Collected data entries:

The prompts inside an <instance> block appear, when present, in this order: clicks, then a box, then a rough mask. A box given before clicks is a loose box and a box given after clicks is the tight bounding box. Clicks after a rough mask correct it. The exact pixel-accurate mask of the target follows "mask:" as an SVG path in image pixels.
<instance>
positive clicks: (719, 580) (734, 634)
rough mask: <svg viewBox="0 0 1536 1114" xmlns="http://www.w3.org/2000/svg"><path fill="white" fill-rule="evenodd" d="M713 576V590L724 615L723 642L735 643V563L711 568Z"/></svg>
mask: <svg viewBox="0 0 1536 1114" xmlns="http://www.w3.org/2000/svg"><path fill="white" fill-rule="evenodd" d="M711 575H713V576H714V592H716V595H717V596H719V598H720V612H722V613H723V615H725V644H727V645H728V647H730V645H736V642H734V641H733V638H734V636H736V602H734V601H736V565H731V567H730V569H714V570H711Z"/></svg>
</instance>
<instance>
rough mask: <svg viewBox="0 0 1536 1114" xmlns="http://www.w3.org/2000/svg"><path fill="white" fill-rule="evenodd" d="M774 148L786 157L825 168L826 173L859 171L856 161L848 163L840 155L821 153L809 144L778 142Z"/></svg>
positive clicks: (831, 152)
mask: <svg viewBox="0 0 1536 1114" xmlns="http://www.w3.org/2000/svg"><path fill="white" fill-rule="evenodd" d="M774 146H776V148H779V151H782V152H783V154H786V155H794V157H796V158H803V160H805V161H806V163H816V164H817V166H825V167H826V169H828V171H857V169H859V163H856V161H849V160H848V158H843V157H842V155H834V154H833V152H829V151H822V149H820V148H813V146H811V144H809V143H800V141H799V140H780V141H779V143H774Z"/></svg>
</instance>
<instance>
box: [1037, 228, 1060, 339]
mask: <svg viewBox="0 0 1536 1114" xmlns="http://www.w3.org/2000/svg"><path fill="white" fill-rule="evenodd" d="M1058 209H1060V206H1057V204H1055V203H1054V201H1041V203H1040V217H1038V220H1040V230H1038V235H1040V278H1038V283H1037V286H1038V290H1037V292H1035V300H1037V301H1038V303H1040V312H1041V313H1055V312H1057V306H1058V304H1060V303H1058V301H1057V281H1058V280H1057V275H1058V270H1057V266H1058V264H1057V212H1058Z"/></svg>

Problem to solve: Please give an exact copy of every entry.

Exercise response:
The prompts inside an <instance> block appear, when present, in this order: clicks, then a box, then a rough mask. A box given before clicks is a loose box and a box given after clicks is the tight bounding box. Clicks after a rough mask correct it. The exact pixel-accurate mask of the target follows "mask:" as an SVG path in image pixels.
<instance>
positive clicks: (719, 580) (734, 634)
rough mask: <svg viewBox="0 0 1536 1114" xmlns="http://www.w3.org/2000/svg"><path fill="white" fill-rule="evenodd" d="M713 576V590L724 615L723 642L735 643V563L711 568Z"/></svg>
mask: <svg viewBox="0 0 1536 1114" xmlns="http://www.w3.org/2000/svg"><path fill="white" fill-rule="evenodd" d="M711 575H713V576H714V592H716V595H717V596H719V598H720V612H722V613H723V615H725V644H727V645H728V647H730V645H736V642H734V641H733V638H734V636H736V602H734V601H736V565H731V567H730V569H714V570H711Z"/></svg>
</instance>
<instance>
rough mask: <svg viewBox="0 0 1536 1114" xmlns="http://www.w3.org/2000/svg"><path fill="white" fill-rule="evenodd" d="M774 148L786 157L825 168L826 173L859 171L856 161L848 163L840 155L821 153L809 144L778 142Z"/></svg>
positive clicks: (831, 152)
mask: <svg viewBox="0 0 1536 1114" xmlns="http://www.w3.org/2000/svg"><path fill="white" fill-rule="evenodd" d="M774 146H776V148H779V151H782V152H783V154H786V155H794V157H796V158H803V160H805V161H806V163H816V164H817V166H825V167H826V169H828V171H857V169H859V163H856V161H849V160H848V158H843V157H842V155H834V154H833V152H829V151H822V149H820V148H813V146H811V144H809V143H800V141H799V140H780V141H779V143H774Z"/></svg>
</instance>
<instance>
box: [1037, 228, 1060, 339]
mask: <svg viewBox="0 0 1536 1114" xmlns="http://www.w3.org/2000/svg"><path fill="white" fill-rule="evenodd" d="M1058 209H1060V206H1057V204H1055V203H1054V201H1041V203H1040V217H1038V220H1040V230H1038V235H1040V278H1038V283H1037V286H1038V290H1037V292H1035V300H1037V301H1038V303H1040V312H1041V313H1055V312H1057V306H1058V304H1060V303H1058V301H1057V281H1058V280H1057V275H1058V270H1057V266H1058V264H1057V212H1058Z"/></svg>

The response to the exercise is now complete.